- _ЧТО НУЖНО СДЕЛАТЬ_
Продолжите дневниковый отрывок о гетто Лицманштадта и спектакле в Париже с того места, где он заканчивается.

- _ВЫБРАННЫЙ ОТРЫВОК_
┄┄┄┄┄┄

Гетто Лицманштадта закрытое; в других маленьких городках тоже есть такие, состоящие всего из нескольких улиц, где живут евреи. Там еврейские полицаи, в обязанности которых входит вылавливание жертв, хватают и выдают также немцев и поляков, проходящих через гетто, так что о них больше никто ничего не слышит. Подобные вещи рассказывают, в частности, о поволжских немцах, ждавших там распределения по землям. Конечно, они уверяли своих палачей, что евреями не являются, но слышали в ответ: «Все так говорят».
В гетто нельзя рожать детей, исключение делается только для самой благочестивой секты — хасидов.
Уже по названию — «Лицманштадт» — видно, какие почести раздает Кньеболо. Имя этого генерала, украшенное боевыми победами, он навечно связал с логовом живодеров. Мне с самого начала было ясно, что больше всего следует опасаться его наград, и я сказал стихами Фридриха Георга:
Бесславье тем — кто с вами вместе
Бывал в сраженье.
Победы ваши — не триумф,
А пораженье.
Париж, 17 октября 1943
После полудня во вновь открытом «Théâtre de Poche»,[212] на бульваре Монпарнас, куда Шлюмберже пригласил докторессу и меня на просмотр своей пьесы «Césaire».[213] Кроме этого спектакля давали «Бурю» Стриндберга,{176} постановка которой в этом помещении только усилила ее и без того зловещий характер. Играли в костюмах конца прошлого века, вынутых из старых платяных шкафов; в духе времени был и телефон, когда-то неслыханная вещь на сцене.

┄┄┄┄┄┄

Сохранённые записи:
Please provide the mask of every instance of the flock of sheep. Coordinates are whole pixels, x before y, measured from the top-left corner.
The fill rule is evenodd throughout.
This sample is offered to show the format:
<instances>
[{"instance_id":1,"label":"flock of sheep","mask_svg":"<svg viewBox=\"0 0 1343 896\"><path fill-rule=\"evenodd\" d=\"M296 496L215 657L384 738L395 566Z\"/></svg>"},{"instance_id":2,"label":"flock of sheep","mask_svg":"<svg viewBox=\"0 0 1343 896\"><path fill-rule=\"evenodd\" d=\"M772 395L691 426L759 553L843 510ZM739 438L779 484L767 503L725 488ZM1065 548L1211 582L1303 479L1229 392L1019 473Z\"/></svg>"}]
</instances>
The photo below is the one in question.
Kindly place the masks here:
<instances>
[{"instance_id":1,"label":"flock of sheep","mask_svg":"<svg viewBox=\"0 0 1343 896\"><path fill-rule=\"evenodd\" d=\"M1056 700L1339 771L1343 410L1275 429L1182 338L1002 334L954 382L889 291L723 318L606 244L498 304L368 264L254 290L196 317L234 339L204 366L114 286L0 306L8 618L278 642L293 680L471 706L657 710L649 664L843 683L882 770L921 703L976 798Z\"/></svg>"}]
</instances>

┄┄┄┄┄┄

- _ОТВЕТ НА ЗАДАНИЕ_
Затем чай у докторессы: «Труды великих мира сего узнаешь по их математическому характеру: проблемы хорошо делятся и входят в целые числа. Деление происходит без остатка».
В этом суждении есть что-то верное, хотя оно очерчивает только одну из двух сторон творческой силы. На другой же стороне результаты отличаются тем, что не поглощаются целым, — всегда остается что-то неделимое. В этом разница между Мольером и Шекспиром, Кантом и Гаманом, логикой и языком, светом и тьмой.
Есть, правда, творцы, но их немного, которые в одно и то же время и делимы и неделимы. К ним относятся Паскаль и Э. А. По, а из древних — Павел. Там, где язык безглазой силой вливается в световые частицы мыслей, там в отполированной темноте сияют дворцы.
Париж, 18 октября 1943
Днем у Флоранс. Снова восторгался цветом бутылок и бокалов, найденных в древних захоронениях; их синева еще глубже и восхитительней, чем крылья бабочек в горных лесах Бразилии.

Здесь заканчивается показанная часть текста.